EXERCISE — Please return each line of the records below that contains the word "vehicle", copying each line in full. Case counts, so only lines where the capitalization matches count.

DATA FOR THE TASK —
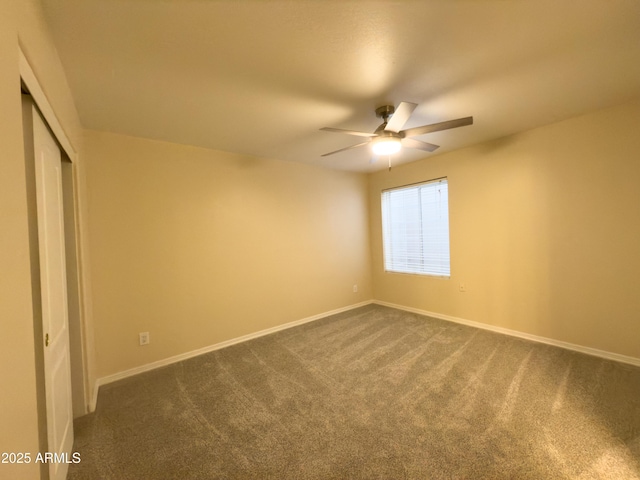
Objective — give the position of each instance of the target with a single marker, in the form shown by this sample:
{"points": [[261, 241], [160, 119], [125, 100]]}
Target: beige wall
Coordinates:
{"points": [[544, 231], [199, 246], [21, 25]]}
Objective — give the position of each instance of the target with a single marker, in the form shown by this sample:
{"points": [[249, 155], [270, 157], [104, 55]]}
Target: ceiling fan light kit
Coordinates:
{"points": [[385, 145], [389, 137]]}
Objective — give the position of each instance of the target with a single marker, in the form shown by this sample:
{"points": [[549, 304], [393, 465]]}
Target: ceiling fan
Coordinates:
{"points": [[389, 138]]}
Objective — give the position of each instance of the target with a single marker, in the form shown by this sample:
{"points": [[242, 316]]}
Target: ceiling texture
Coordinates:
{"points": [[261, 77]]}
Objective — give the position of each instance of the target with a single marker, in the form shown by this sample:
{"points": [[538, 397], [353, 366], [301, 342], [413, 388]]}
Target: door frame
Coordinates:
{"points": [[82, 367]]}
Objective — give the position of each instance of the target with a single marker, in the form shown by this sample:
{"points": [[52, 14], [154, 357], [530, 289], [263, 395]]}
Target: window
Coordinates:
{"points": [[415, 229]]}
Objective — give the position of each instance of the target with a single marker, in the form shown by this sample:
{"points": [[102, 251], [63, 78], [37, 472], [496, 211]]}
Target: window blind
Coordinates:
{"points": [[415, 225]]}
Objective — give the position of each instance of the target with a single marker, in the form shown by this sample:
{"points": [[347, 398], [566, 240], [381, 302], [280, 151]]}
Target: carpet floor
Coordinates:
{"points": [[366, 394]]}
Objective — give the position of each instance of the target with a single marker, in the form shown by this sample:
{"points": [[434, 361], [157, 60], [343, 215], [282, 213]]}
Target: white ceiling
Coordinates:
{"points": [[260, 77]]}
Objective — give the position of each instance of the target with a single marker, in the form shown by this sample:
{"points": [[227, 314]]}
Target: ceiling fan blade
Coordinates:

--

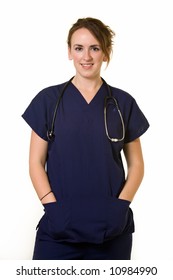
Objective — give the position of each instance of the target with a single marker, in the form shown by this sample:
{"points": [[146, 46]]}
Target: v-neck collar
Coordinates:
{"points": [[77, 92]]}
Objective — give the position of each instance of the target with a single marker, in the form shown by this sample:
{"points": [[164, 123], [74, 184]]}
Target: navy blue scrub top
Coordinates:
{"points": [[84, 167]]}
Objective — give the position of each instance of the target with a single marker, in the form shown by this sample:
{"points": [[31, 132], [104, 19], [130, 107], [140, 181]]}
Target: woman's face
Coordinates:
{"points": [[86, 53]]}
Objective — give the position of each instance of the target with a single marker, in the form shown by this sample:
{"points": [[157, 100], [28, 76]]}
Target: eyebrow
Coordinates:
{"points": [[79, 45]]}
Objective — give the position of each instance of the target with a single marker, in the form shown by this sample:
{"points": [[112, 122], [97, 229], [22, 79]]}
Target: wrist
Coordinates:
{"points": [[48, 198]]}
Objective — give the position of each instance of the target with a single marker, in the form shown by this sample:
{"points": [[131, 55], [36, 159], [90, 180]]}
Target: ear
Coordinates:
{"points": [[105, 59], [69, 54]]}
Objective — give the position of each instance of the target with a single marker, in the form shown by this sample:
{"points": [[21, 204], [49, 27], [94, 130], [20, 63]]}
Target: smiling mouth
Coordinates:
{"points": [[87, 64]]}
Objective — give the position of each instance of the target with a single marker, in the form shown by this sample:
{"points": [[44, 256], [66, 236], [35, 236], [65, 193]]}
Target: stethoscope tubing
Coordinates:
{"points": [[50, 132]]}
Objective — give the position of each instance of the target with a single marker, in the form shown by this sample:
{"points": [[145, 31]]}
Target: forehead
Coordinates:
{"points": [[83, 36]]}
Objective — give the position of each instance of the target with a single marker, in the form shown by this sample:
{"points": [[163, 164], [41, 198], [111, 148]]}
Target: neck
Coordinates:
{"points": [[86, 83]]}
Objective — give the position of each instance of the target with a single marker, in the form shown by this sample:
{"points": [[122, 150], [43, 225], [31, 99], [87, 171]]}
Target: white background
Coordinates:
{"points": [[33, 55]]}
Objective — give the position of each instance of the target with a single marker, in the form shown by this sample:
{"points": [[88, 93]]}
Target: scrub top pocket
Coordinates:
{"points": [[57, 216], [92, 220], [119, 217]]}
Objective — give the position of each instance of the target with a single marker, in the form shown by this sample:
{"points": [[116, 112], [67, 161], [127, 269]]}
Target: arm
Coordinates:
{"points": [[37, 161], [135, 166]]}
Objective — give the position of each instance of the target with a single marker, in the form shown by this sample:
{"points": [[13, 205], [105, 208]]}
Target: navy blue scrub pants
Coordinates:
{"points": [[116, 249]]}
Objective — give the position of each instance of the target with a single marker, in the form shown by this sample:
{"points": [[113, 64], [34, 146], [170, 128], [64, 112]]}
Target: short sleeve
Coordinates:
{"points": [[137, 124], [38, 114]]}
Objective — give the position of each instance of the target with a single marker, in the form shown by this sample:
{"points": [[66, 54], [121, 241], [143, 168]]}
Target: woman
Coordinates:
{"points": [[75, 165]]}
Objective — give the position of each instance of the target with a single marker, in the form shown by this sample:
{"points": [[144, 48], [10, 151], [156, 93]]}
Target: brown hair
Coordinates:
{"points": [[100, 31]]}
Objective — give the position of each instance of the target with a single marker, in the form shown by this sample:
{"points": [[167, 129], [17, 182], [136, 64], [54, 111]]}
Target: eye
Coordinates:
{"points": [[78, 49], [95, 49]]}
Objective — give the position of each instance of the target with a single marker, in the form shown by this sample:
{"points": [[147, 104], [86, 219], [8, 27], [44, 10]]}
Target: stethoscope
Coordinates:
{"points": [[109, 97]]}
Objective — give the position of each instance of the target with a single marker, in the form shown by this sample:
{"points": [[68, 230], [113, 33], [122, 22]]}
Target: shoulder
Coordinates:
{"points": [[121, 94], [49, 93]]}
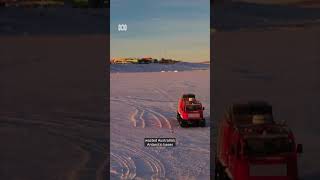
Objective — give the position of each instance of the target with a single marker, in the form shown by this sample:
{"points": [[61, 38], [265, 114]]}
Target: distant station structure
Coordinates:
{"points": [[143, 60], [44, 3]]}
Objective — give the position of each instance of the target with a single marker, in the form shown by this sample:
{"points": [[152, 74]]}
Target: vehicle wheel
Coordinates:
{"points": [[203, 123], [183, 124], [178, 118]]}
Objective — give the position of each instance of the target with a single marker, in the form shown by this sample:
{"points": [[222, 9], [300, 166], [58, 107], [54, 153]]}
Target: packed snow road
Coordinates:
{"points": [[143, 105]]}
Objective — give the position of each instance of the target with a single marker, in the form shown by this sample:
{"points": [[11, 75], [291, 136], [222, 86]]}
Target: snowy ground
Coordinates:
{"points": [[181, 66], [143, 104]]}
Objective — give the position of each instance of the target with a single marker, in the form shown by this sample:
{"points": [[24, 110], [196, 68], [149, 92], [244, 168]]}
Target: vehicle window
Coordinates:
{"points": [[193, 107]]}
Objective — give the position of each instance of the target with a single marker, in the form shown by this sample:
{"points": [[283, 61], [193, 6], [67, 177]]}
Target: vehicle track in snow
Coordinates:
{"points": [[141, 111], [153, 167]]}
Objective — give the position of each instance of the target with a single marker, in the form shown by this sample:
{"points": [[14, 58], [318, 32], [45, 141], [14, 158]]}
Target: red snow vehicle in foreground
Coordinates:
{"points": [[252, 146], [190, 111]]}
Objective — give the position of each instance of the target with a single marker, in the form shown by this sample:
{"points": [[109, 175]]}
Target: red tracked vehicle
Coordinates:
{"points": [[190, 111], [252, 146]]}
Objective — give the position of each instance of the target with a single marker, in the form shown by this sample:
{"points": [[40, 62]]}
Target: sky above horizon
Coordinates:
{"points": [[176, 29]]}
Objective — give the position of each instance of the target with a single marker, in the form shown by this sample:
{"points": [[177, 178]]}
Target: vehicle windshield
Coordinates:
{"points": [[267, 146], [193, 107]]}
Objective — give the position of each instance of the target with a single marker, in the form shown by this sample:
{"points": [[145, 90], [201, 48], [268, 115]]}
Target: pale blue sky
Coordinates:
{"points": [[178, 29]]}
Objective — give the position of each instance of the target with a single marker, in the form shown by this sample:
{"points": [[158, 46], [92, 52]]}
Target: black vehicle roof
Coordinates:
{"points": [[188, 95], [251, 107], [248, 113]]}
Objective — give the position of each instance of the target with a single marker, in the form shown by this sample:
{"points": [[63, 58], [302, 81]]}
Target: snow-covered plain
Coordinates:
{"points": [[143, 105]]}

* * *

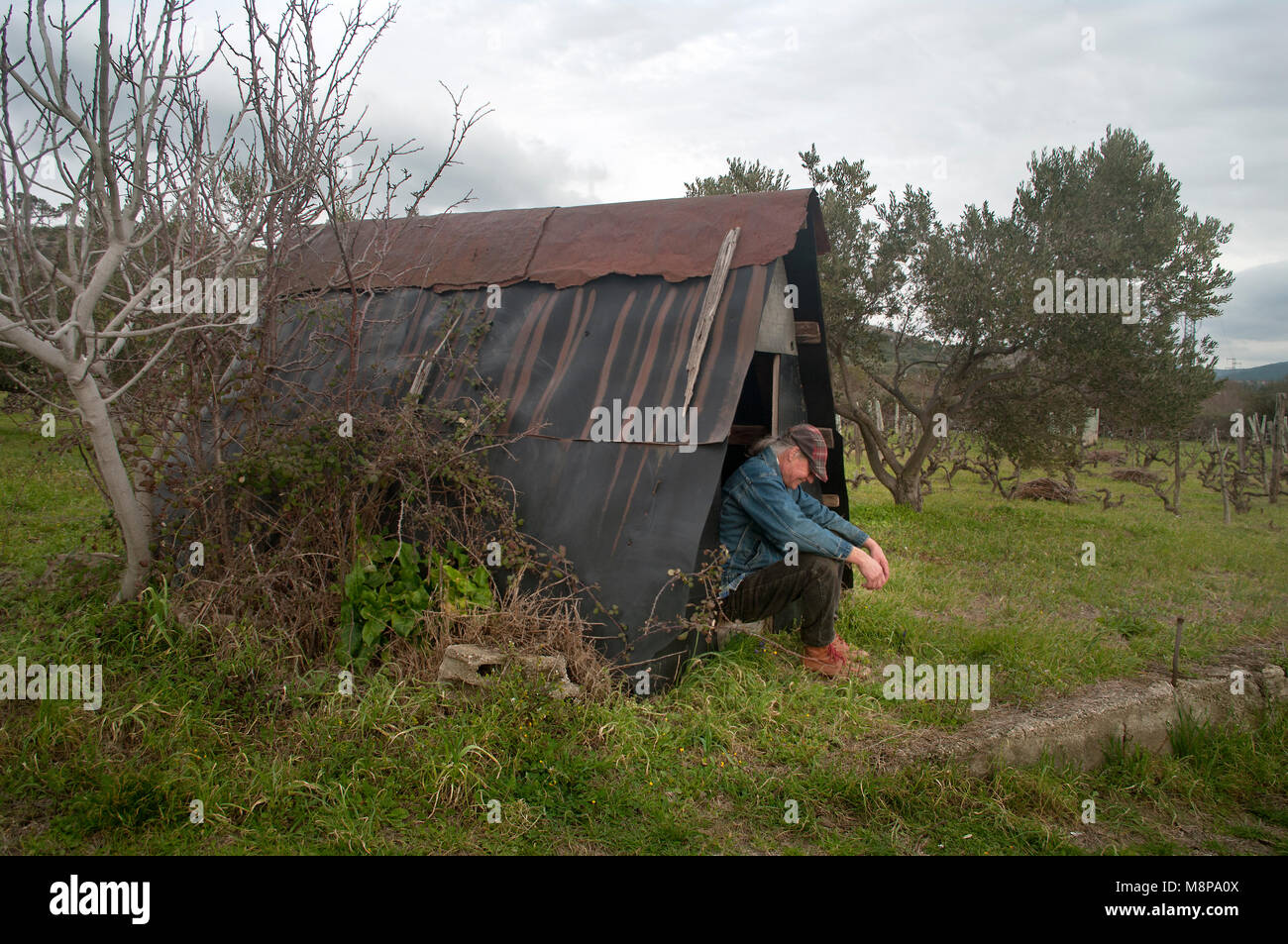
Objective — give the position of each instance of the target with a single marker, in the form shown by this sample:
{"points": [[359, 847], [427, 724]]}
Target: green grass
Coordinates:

TASK SOLUTION —
Target: vehicle wheel
Target: vehicle window
Target: vehicle track in snow
Target: red snow vehicle in foreground
Target: red tracked vehicle
Target: vehicle windshield
Target: black vehicle roof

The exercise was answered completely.